▶ PROBLEM TO SOLVE: The complete listing should be transcribed precisely.

▶ DATASET:
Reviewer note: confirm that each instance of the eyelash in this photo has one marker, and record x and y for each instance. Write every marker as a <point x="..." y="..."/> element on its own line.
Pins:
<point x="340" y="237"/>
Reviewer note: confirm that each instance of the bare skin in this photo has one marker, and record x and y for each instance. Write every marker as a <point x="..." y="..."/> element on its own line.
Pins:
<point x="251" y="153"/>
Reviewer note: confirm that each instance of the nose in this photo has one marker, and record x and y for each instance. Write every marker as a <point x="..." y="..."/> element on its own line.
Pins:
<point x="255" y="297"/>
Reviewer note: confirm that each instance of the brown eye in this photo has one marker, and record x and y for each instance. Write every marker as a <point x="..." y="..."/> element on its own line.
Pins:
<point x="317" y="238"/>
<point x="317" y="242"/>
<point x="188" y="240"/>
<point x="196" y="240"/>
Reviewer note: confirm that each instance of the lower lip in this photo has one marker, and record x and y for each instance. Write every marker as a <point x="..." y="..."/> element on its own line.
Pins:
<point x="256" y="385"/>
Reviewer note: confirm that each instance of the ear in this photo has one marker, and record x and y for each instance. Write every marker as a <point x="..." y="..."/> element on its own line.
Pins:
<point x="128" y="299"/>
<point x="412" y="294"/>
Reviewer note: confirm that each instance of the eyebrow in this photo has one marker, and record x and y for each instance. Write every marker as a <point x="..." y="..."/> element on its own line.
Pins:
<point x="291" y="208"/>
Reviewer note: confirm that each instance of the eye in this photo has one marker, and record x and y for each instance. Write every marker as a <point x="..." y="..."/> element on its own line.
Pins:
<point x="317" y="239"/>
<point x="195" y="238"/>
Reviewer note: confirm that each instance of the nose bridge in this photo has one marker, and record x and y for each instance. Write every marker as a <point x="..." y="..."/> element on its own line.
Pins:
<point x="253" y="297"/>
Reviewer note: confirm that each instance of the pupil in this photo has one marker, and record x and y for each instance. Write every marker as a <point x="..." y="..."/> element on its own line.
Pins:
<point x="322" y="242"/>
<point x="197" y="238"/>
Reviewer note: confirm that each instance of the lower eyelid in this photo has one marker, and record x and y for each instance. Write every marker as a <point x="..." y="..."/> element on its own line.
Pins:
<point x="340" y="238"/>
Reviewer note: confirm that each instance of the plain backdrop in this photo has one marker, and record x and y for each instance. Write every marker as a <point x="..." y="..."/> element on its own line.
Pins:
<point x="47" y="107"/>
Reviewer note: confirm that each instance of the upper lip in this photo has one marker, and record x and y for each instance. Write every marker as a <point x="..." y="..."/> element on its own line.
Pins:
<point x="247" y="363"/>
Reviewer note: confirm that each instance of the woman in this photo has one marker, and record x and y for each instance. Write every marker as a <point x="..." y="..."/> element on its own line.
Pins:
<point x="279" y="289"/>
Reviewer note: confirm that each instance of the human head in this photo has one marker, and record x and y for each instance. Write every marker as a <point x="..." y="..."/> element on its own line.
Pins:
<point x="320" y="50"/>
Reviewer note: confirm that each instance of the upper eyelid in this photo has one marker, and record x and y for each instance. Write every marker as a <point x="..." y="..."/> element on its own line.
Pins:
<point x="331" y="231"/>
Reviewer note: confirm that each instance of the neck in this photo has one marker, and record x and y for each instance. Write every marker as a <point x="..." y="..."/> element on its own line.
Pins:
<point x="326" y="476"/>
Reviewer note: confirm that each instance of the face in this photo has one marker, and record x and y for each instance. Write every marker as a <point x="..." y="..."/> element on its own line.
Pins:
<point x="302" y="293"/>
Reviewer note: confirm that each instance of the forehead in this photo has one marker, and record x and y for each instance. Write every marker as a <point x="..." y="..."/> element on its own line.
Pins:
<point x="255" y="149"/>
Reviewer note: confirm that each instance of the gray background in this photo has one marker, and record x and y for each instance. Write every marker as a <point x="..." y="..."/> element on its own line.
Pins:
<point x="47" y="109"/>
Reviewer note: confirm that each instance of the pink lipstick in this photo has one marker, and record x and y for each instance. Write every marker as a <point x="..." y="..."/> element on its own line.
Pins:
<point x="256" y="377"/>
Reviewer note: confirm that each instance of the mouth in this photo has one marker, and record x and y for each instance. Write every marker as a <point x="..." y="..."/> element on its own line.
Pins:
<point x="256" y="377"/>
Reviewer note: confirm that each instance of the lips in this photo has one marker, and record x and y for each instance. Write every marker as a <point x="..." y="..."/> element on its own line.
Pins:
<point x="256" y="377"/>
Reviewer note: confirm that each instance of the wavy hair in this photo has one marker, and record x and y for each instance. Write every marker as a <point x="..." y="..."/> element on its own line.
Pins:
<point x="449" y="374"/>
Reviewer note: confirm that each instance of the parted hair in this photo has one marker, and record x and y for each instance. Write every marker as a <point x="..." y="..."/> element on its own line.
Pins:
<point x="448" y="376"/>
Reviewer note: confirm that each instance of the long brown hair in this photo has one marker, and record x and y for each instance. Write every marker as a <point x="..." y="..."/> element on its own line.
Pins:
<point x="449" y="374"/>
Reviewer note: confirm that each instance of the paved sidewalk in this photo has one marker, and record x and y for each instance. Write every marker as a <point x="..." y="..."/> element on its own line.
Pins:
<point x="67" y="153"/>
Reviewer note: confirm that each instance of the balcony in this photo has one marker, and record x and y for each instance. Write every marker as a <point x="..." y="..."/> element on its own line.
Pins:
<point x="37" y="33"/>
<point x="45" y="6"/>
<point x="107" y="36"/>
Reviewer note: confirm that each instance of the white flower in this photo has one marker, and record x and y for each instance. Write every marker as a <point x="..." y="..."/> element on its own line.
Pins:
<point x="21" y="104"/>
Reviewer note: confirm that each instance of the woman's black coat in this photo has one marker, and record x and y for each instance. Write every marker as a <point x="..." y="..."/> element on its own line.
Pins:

▶ ANSWER BOX:
Reviewer note: confirm that each instance of the eyelash in this photo has one marker, and record x and y for each instance. Write every marker as a <point x="..." y="..."/> element on its own line.
Pins:
<point x="340" y="237"/>
Reviewer note: confirm that each instance of the bare skin in this photo has one marker, and record x and y for each instance. Write every marker as a <point x="..." y="..."/> element on its own line.
Pins:
<point x="251" y="153"/>
Reviewer note: confirm that each instance of the nose in this photo has one marker, and record x and y for each instance. Write every marker as a <point x="..." y="..."/> element on its own line.
Pins:
<point x="255" y="297"/>
Reviewer note: confirm that each instance of the brown eye in this photo has one marker, and record x and y for each instance. Write every marker as a <point x="..." y="..."/> element on its own line.
Pins:
<point x="317" y="238"/>
<point x="317" y="242"/>
<point x="188" y="240"/>
<point x="196" y="240"/>
Reviewer note: confirm that each instance of the lower lip in this photo has one marker, and record x and y for each instance. Write every marker as a <point x="..." y="..."/> element on its own line.
Pins:
<point x="256" y="385"/>
Reviewer note: confirm that each instance of the ear in this photo has one marker, and record x and y for each instance. Write every marker as a <point x="..." y="..."/> element on its own line.
Pins:
<point x="128" y="299"/>
<point x="412" y="294"/>
Reviewer note: confirm that each instance of the eyebrow in this photo has one marker, and record x and y for each instance. Write every marker as a <point x="..." y="..."/> element on its own line.
Pins:
<point x="291" y="208"/>
Reviewer note: confirm that each instance of the eye in this photo has one marker, and record x and y for each instance. Write every marker as a <point x="..." y="..."/> element on its own line.
Pins:
<point x="317" y="239"/>
<point x="195" y="238"/>
Reviewer note: confirm that each instance of the nose bridge in this photo has one marker, and record x and y for each instance. Write every marker as a <point x="..." y="..."/> element on its own line.
Pins:
<point x="253" y="297"/>
Reviewer note: confirm that each instance of the pupil in this photo has one marker, and record x and y for each instance. Write every marker as a <point x="..." y="..."/> element on its own line.
Pins:
<point x="322" y="242"/>
<point x="197" y="238"/>
Reviewer note: confirm that each instance of the lower eyelid in this photo has one marker, and record x and y for each instance. Write every marker as a <point x="..." y="..."/> element on its own line.
Pins:
<point x="340" y="238"/>
Reviewer note: confirm that each instance of the plain backdrop in this photo has one marker, and record x and y for each instance. Write every marker as a <point x="..." y="..."/> element on its own line.
Pins:
<point x="47" y="107"/>
Reviewer note: confirm that each instance of the upper lip in this photo has one marker, and record x and y for each instance. Write every marker as a <point x="..." y="..."/> element on its own line.
Pins:
<point x="247" y="363"/>
Reviewer note: confirm that each instance of the woman in this photo has one marker, and record x and y for each instance. Write every marker as a <point x="..." y="..."/> element on its own line.
Pins:
<point x="279" y="289"/>
Reviewer note: confirm that each instance of the human head in this photo has one marker, and record x and y for each instance. Write every marker as a <point x="..." y="..."/> element on its own line.
Pins:
<point x="320" y="50"/>
Reviewer note: confirm that each instance of the upper eyelid in this photo has one marker, and record x and y for each instance. Write every marker as a <point x="..." y="..."/> element on its own line.
Pins:
<point x="331" y="231"/>
Reviewer note: confirm that each instance of the neck in this photo has one marker, and record x and y for each instance. Write every marker as a <point x="..." y="..."/> element on its own line.
Pins:
<point x="326" y="476"/>
Reviewer note: confirm that each instance of the face in this photo has one marker, and record x and y for each instance. Write every marker as a <point x="..." y="..."/> element on its own line.
Pins:
<point x="302" y="293"/>
Reviewer note: confirm that each instance of the forehead in this photo has one marker, and record x and y for each instance. Write every marker as a <point x="..." y="..."/> element on its own line.
Pins:
<point x="255" y="149"/>
Reviewer note: confirm that each instance of the gray background in this photo has one marker, and record x and y for each instance. Write every marker as a <point x="..." y="..."/> element on its own line.
Pins:
<point x="47" y="109"/>
Reviewer note: confirm that each instance of the pink lipstick in this photo has one marker, and record x and y for each instance. Write every marker as a <point x="..." y="..."/> element on its own line.
Pins:
<point x="256" y="377"/>
Reviewer note: confirm that each instance of the mouth in this photo has one marker, and record x and y for each instance. Write every marker as a <point x="..." y="..."/> element on its own line.
Pins:
<point x="256" y="377"/>
Reviewer note: confirm that each instance of the lips in this photo has one marker, and record x and y for each instance. Write every marker as a <point x="..." y="..."/> element on its own line.
Pins:
<point x="256" y="377"/>
Reviewer note: confirm that each instance of the wavy hair in this photo has one marker, and record x and y for each instance. Write every marker as a <point x="..." y="..."/> element on its own line.
Pins:
<point x="449" y="374"/>
Reviewer note: confirm that each instance of the parted hair in this photo has one marker, and record x and y for each instance. Write every marker as a <point x="..." y="..."/> element on its own line.
Pins:
<point x="448" y="376"/>
Reviewer note: confirm that each instance of the long brown hair in this photo has one marker, and record x and y for each instance. Write every marker as a <point x="..." y="..."/> element on its own line.
Pins:
<point x="449" y="374"/>
Reviewer note: confirm that each instance of the paved sidewalk in this photo has one marker, and record x and y for each instance. Write every marker as a <point x="..." y="..."/> element on its own line.
Pins:
<point x="67" y="153"/>
Reviewer note: confirm that each instance of the balcony in this photo has one marker, and record x and y for each instance. Write every marker as a <point x="..." y="..."/> element on its own line.
Pins:
<point x="37" y="33"/>
<point x="45" y="6"/>
<point x="107" y="36"/>
Reviewer note: confirm that each instance of the white flower in this photo has one marker, and record x and y for each instance. Write every marker as a <point x="..." y="..."/> element on its own line.
Pins:
<point x="21" y="104"/>
Reviewer note: confirm that each instance of the woman's black coat in this photo has one marker, and record x and y for each instance. Write every marker as a <point x="..." y="..."/> element on its own line.
Pins:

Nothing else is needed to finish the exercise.